[EXTRACT]:
Portraits of strong influential women by a renowned award-winning Australian artist are now on show in the Tweed River Art Gallery.
The exhibition, Jenny Sages: Paths to Portraiture, is a collaboration between the Tweed Gallery and Canberra’s National Portrait Gallery, and is on display until 4 March next year.
Three portraits by Sages from the Tweed Gallery’s collection have been included in the expanded touring exhibition, which tracks the process of portrait-making by the artist. The large-scale portraits in the exhibition are displayed alongside preparatory drawings as well as other artworks, objects and materials that inspired and relate to the portraits.
The exhibition includes portraits of strong women influential in their fields of endeavour, including painter Emily Kngwarreye, author Helen Garner, dancer Irina Baronova, medical practitioner and public commentator Dr Kerryn Phelps and fashion designers Heidi Middleton and Sarah-Jane Clarke.
The exhibition also features a striking self-portrait by the artist.
Jenny Sages was born in 1933 to Russian parents in Shanghai, and grew up amid the city’s European expatriates. In her mid-teens she came with her parents to Sydney, but soon left art school there to study in New York. Having returned to Australia, for three decades she worked as an illustrator and writer of fashion and travel features for numerous magazines, including Vogue.
The exhibition will be accompanied by a short documentary film on the artist.
Next Friday 18 November from 5pm, the public is invited to join historian and curator at the National Portrait Gallery, Dr Sarah Engledow, and artist Jenny Sages for an informal conversation on the development of the exhibition, followed by the official opening at 6pm (for 6.30pm) by Dr Engledow.
Image: Jenny Sages’s portrait Heidi and Sarah Jane (Parallel Lives) 2009, from the Tweed River Art Gallery collection, is included in the touring National Portrait Gallery exhibition now on show.

[STUDY MATERIAL]:
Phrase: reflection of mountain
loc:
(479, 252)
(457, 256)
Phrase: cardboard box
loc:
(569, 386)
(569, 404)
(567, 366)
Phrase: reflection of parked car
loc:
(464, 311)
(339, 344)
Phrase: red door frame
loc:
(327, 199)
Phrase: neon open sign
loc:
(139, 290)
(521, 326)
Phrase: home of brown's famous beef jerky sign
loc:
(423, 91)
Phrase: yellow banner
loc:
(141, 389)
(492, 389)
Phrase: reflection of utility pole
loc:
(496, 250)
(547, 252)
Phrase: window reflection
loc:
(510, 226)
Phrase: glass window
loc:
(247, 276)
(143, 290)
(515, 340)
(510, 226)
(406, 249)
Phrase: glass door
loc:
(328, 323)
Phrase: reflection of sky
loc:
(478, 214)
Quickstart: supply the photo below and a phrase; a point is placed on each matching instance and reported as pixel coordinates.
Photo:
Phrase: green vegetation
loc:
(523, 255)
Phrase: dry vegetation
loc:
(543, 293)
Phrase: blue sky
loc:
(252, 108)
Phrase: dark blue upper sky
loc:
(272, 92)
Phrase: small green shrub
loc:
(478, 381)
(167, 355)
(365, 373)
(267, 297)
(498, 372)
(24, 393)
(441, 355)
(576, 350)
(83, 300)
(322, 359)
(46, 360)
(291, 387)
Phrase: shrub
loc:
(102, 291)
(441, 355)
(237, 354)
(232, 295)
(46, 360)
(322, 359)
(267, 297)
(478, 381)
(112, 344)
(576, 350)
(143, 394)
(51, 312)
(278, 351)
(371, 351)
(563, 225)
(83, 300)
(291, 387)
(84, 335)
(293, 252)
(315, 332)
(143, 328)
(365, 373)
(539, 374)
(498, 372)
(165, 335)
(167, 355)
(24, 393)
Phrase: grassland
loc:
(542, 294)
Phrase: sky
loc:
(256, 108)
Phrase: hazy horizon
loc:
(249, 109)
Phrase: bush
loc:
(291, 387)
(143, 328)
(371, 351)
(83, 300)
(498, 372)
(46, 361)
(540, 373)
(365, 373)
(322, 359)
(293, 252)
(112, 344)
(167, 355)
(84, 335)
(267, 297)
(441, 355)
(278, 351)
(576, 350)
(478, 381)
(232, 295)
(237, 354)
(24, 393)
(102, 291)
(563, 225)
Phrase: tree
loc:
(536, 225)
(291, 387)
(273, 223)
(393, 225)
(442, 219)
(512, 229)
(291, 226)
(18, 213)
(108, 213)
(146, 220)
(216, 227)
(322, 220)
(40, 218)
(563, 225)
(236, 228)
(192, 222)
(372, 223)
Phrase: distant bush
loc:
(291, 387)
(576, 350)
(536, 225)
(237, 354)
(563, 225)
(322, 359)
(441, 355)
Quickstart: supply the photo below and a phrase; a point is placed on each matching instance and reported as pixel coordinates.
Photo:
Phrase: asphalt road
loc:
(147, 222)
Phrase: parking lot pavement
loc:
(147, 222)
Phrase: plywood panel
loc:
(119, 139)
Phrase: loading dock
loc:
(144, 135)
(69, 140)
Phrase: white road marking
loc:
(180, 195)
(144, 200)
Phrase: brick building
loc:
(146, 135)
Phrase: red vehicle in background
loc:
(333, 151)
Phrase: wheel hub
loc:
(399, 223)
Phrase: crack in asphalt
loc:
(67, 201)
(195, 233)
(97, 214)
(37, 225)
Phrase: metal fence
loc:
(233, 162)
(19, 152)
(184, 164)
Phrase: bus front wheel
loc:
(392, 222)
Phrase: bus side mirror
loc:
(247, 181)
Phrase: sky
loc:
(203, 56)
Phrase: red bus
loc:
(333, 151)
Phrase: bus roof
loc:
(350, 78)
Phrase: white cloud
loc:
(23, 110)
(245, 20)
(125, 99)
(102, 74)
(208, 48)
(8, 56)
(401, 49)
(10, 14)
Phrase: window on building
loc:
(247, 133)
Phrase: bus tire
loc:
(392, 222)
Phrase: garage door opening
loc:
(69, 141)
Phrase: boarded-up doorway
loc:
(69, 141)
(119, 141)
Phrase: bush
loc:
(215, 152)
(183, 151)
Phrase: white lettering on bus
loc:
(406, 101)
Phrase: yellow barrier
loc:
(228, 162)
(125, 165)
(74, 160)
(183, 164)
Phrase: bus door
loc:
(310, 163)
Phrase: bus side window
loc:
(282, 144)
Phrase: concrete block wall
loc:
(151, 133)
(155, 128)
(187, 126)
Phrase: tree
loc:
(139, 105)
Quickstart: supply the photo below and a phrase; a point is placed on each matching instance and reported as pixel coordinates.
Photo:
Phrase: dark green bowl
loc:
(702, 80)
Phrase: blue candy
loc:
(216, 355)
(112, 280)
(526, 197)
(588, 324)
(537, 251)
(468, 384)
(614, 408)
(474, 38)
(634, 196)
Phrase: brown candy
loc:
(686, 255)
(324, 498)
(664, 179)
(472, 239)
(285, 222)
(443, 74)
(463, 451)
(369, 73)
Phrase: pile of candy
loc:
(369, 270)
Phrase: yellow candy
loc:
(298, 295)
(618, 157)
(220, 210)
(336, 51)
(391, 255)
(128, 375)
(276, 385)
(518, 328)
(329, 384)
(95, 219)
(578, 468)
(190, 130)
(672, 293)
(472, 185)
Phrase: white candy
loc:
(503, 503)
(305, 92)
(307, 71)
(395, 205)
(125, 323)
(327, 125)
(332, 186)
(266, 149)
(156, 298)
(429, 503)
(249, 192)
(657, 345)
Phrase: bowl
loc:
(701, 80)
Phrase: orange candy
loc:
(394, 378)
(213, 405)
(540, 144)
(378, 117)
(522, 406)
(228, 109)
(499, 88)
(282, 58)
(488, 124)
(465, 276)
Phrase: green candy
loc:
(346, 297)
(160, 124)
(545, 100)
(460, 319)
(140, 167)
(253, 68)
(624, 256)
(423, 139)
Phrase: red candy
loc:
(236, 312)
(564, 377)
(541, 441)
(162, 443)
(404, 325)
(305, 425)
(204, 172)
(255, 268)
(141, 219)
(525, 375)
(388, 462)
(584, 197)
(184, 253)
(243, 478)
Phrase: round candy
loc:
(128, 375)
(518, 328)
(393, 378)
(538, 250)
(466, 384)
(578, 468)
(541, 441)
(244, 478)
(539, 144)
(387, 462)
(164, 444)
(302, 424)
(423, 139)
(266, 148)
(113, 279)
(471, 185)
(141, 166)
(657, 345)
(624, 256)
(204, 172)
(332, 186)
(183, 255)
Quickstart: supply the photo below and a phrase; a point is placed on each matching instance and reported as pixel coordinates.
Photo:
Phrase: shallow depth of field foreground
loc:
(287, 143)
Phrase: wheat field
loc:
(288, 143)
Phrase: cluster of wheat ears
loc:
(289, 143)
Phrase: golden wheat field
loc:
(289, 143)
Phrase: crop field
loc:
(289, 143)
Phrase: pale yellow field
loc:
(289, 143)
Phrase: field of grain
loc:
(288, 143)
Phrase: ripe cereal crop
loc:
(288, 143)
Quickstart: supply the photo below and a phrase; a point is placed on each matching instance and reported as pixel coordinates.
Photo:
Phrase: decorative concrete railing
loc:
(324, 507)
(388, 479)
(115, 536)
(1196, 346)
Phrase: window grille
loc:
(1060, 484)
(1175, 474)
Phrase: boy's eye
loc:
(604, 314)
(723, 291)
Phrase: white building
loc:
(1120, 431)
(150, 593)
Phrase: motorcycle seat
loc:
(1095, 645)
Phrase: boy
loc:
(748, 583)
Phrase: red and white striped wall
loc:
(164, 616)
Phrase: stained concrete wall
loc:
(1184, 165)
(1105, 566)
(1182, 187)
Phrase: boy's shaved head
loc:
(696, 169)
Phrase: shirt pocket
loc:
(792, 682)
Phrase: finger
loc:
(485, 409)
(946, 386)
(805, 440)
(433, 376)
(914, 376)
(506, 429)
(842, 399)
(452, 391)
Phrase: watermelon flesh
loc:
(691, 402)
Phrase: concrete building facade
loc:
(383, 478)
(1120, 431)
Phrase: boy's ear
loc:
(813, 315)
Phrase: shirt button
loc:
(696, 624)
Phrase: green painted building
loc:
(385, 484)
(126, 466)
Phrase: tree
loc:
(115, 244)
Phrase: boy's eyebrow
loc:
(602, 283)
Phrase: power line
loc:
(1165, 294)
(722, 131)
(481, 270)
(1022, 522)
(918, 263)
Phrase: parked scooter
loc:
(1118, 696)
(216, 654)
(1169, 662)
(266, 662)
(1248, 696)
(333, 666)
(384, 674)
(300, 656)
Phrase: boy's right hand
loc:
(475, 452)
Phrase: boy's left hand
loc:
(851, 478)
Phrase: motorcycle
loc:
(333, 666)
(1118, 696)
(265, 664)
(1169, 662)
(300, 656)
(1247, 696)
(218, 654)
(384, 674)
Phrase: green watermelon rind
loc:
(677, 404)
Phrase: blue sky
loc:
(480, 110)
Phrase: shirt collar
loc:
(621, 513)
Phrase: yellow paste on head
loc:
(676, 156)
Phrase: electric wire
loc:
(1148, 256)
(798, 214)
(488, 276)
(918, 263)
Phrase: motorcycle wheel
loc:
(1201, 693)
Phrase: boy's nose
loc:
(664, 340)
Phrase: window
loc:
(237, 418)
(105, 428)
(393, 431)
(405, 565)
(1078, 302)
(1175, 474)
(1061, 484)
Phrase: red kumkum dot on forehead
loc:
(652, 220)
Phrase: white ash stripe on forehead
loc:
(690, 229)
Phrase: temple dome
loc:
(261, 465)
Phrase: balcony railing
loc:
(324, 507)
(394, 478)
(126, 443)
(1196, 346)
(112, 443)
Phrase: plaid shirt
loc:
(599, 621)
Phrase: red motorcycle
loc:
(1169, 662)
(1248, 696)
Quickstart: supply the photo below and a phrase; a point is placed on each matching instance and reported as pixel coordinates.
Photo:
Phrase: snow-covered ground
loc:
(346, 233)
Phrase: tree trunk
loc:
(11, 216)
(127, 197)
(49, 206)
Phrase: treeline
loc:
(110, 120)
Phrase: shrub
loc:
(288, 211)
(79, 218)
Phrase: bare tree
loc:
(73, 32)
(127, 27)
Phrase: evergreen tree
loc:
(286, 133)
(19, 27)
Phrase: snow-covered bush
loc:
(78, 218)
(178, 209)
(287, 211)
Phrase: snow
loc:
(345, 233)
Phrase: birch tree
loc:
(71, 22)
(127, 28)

[WHAT YOU WILL DO]:
Copy out the whole Jenny Sages exhibition article above, word for word, with nothing changed.

[TASK SOLUTION]:
Portraits of strong influential women by a renowned award-winning Australian artist are now on show in the Tweed River Art Gallery.
The exhibition, Jenny Sages: Paths to Portraiture, is a collaboration between the Tweed Gallery and Canberra’s National Portrait Gallery, and is on display until 4 March next year.
Three portraits by Sages from the Tweed Gallery’s collection have been included in the expanded touring exhibition, which tracks the process of portrait-making by the artist. The large-scale portraits in the exhibition are displayed alongside preparatory drawings as well as other artworks, objects and materials that inspired and relate to the portraits.
The exhibition includes portraits of strong women influential in their fields of endeavour, including painter Emily Kngwarreye, author Helen Garner, dancer Irina Baronova, medical practitioner and public commentator Dr Kerryn Phelps and fashion designers Heidi Middleton and Sarah-Jane Clarke.
The exhibition also features a striking self-portrait by the artist.
Jenny Sages was born in 1933 to Russian parents in Shanghai, and grew up amid the city’s European expatriates. In her mid-teens she came with her parents to Sydney, but soon left art school there to study in New York. Having returned to Australia, for three decades she worked as an illustrator and writer of fashion and travel features for numerous magazines, including Vogue.
The exhibition will be accompanied by a short documentary film on the artist.
Next Friday 18 November from 5pm, the public is invited to join historian and curator at the National Portrait Gallery, Dr Sarah Engledow, and artist Jenny Sages for an informal conversation on the development of the exhibition, followed by the official opening at 6pm (for 6.30pm) by Dr Engledow.
Image: Jenny Sages’s portrait Heidi and Sarah Jane (Parallel Lives) 2009, from the Tweed River Art Gallery collection, is included in the touring National Portrait Gallery exhibition now on show.